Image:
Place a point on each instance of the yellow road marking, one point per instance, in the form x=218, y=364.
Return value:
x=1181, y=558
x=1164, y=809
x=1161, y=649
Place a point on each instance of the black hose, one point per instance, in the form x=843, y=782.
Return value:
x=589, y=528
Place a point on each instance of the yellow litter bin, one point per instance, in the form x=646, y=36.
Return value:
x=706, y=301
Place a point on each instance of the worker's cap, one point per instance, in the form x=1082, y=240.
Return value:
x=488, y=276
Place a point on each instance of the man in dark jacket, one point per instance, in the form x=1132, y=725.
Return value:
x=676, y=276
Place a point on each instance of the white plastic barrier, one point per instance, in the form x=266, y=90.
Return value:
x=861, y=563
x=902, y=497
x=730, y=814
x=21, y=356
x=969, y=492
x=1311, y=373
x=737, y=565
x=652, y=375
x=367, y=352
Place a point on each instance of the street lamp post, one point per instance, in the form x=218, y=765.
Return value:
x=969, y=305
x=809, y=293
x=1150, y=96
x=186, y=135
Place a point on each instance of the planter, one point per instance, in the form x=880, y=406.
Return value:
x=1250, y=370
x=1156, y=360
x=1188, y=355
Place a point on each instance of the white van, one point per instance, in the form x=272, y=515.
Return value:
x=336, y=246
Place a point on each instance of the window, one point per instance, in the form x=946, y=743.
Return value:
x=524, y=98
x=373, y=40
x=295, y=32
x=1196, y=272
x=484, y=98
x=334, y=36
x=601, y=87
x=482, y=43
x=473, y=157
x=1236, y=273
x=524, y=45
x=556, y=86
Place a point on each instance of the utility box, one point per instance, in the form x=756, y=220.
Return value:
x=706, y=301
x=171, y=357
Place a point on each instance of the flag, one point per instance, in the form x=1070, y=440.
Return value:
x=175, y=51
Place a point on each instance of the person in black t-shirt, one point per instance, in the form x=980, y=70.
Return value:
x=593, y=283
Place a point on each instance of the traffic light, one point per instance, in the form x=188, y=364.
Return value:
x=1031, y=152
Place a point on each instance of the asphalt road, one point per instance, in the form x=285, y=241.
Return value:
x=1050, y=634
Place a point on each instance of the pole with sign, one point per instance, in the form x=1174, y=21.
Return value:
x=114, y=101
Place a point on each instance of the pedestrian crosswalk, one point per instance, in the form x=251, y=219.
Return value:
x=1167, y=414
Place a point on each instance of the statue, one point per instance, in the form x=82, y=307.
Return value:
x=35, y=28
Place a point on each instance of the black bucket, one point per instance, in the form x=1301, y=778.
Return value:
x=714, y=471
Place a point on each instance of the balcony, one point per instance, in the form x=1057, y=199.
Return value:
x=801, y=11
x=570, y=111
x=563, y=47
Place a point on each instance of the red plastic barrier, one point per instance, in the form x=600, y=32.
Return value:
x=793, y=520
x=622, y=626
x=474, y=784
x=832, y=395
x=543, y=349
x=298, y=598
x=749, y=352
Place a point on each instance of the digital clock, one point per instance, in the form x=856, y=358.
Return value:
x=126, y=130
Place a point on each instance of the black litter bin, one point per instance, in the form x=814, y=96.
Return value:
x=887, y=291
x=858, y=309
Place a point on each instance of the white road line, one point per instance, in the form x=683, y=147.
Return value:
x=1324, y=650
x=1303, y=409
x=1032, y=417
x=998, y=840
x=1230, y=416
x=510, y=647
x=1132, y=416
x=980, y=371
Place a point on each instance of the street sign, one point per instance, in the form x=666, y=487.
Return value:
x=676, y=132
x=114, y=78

----------

Task prompt:
Pull every line containing the string "barrier" out of the data above and copy it.

Result:
Place a point on each instance of the white plastic barrier, one point per instance, in the form x=266, y=90.
Place a point on each instance of the red plastic barrier, one point per instance, in the form x=600, y=32.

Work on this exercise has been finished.